▸ Required action
Which lines of the listing hold the string "bone"? Show each of them.

▸ Information shown
=== Begin Enclosure ===

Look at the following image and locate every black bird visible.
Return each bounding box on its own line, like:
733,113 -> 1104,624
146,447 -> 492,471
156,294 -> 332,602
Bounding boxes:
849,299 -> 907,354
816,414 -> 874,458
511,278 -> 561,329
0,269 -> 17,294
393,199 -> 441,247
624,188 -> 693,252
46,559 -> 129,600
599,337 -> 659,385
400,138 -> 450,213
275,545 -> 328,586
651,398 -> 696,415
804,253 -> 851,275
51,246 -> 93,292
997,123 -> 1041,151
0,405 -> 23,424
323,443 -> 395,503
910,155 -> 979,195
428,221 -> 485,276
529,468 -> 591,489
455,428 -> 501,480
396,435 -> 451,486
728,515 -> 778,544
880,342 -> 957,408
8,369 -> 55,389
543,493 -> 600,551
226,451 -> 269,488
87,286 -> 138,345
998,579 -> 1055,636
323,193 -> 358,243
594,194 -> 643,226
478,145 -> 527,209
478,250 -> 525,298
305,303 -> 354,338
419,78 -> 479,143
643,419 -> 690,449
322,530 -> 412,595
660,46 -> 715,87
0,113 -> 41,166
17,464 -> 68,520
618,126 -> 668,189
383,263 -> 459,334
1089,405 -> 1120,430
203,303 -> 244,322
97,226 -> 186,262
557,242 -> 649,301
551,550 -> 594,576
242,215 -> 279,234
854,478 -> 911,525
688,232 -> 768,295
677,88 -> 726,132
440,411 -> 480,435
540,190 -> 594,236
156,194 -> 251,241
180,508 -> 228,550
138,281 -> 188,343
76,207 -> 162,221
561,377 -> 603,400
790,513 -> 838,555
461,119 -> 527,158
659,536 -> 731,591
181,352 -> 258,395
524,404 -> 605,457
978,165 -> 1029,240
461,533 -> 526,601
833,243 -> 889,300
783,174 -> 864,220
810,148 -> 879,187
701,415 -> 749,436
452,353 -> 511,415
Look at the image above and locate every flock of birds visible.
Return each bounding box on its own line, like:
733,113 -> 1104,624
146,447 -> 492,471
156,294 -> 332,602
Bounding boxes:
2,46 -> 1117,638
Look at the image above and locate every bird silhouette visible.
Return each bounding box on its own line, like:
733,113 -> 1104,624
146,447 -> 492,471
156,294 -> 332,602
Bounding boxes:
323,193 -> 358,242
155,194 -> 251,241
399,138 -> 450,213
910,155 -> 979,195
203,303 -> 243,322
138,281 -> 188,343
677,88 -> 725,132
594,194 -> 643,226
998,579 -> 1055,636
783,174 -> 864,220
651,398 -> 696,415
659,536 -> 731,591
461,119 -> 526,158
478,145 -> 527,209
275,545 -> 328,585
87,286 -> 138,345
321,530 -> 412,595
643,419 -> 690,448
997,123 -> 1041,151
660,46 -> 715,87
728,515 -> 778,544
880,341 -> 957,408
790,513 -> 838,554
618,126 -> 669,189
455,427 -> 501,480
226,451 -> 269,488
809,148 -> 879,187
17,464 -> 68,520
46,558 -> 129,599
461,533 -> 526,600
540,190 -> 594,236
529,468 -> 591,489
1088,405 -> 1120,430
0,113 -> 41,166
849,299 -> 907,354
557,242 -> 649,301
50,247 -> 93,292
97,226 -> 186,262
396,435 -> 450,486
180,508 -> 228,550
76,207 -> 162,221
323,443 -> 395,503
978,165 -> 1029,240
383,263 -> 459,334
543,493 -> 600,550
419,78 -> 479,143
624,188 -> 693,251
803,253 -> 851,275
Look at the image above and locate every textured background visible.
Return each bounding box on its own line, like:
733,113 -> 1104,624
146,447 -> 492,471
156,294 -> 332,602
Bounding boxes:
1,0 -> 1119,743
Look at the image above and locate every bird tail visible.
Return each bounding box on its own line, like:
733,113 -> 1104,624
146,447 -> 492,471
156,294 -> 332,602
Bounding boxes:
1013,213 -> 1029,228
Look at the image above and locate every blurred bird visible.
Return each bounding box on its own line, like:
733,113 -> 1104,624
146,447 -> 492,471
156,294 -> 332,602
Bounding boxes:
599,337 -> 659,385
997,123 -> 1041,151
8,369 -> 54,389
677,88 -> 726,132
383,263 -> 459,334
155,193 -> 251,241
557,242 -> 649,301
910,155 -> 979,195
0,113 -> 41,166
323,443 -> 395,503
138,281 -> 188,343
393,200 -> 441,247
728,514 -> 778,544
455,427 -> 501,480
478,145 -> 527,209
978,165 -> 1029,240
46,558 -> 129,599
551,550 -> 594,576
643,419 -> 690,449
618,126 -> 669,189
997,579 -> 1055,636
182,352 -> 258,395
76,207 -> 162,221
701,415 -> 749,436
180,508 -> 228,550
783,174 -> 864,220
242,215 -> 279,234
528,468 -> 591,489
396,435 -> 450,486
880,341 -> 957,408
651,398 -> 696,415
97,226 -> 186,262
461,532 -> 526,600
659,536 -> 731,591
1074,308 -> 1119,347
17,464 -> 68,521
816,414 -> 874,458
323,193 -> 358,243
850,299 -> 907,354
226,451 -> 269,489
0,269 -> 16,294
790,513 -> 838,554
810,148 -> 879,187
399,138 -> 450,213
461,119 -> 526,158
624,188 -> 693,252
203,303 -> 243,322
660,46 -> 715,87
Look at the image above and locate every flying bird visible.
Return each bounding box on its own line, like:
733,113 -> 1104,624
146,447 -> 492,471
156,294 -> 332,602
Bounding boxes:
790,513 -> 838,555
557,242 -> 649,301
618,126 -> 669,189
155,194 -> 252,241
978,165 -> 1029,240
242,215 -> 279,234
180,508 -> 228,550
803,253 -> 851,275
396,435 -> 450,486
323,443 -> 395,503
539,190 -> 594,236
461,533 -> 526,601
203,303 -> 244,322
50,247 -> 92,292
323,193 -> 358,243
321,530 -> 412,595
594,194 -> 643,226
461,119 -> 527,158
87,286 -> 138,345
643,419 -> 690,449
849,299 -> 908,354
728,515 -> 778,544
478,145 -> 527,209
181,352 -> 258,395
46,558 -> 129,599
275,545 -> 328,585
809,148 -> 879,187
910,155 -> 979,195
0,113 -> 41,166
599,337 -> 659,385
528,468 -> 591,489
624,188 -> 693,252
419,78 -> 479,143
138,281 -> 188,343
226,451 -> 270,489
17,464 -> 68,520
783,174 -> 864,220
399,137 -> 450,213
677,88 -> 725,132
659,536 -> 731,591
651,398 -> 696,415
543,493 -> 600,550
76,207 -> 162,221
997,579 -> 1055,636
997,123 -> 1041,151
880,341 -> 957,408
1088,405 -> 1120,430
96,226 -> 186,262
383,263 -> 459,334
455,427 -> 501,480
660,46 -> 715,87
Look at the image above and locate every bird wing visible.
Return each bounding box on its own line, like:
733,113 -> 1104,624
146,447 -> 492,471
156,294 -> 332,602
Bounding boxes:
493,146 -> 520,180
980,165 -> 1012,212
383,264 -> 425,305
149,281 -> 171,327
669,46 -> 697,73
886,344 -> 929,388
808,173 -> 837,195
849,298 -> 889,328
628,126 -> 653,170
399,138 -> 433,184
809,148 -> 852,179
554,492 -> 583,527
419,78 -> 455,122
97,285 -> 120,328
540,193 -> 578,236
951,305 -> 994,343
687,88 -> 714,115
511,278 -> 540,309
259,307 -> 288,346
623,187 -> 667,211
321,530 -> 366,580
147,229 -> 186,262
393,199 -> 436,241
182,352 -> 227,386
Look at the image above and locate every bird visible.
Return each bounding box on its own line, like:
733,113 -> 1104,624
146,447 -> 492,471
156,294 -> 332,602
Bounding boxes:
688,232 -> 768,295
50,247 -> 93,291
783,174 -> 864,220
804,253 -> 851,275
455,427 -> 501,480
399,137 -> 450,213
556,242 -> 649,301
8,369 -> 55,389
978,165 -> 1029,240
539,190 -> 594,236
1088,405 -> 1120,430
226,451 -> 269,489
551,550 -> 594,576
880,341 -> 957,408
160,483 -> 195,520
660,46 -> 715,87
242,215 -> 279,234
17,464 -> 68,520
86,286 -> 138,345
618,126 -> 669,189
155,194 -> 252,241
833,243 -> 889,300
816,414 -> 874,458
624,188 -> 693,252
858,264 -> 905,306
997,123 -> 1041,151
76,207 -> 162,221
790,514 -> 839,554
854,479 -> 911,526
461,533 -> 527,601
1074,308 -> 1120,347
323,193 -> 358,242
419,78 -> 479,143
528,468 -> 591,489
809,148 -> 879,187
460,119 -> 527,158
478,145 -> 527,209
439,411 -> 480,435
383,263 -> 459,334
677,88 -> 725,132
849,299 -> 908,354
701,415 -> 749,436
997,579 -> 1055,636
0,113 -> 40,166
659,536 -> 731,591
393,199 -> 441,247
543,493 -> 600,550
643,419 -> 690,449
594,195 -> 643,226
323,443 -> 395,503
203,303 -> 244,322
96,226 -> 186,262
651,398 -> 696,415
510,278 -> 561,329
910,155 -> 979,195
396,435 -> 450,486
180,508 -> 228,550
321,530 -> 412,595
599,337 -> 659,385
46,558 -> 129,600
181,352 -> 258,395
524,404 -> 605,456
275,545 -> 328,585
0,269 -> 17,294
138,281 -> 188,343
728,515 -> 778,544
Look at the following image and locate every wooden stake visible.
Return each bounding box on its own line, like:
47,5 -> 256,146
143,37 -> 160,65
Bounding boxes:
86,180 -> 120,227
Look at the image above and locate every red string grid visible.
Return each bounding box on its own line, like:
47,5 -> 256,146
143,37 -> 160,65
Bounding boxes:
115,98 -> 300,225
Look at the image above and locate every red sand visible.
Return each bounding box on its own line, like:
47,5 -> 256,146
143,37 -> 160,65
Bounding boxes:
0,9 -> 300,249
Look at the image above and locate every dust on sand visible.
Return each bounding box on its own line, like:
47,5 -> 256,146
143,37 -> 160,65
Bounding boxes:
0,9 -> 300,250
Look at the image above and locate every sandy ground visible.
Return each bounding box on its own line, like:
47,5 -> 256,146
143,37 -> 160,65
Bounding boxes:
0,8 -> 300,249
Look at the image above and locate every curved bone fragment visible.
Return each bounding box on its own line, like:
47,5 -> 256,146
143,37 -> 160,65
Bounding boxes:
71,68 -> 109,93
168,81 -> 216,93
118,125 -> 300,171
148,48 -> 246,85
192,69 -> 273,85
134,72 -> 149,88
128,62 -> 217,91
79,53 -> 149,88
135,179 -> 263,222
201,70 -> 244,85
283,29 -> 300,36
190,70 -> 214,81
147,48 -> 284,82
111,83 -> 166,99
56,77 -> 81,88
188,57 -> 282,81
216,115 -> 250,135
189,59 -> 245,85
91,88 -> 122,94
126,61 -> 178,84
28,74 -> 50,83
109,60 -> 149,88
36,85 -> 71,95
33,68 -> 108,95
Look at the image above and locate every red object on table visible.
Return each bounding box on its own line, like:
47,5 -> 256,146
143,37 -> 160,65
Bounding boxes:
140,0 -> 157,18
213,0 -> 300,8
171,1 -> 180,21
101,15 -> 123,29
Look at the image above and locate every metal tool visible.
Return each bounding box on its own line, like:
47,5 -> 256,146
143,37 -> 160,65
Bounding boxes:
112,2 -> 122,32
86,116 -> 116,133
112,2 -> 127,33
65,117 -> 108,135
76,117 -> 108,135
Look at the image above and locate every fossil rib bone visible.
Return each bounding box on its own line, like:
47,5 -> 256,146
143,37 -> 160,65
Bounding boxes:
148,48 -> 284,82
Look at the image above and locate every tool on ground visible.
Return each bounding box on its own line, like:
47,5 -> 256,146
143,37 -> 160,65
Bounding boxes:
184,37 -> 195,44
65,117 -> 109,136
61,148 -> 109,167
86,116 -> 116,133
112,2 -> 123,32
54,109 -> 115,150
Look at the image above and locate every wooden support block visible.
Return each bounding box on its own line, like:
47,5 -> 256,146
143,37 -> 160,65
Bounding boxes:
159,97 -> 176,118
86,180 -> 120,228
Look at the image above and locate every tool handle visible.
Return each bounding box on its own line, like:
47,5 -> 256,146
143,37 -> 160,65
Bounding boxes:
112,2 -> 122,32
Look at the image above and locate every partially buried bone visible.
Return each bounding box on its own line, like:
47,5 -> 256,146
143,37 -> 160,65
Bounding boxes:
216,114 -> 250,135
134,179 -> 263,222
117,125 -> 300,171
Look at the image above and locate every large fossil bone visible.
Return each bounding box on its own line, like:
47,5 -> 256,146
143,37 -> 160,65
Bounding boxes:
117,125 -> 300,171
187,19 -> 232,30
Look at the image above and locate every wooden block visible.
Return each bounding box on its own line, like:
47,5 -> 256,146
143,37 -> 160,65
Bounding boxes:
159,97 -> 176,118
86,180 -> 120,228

=== End Enclosure ===

▸ Written answer
Look at the image above and locate every curved bone fragment visible.
Look at the image above and locate every fossil rib bone visible.
Look at the image above and locate every partially buried bone visible.
Look at the image above and locate every large fossil bone visible.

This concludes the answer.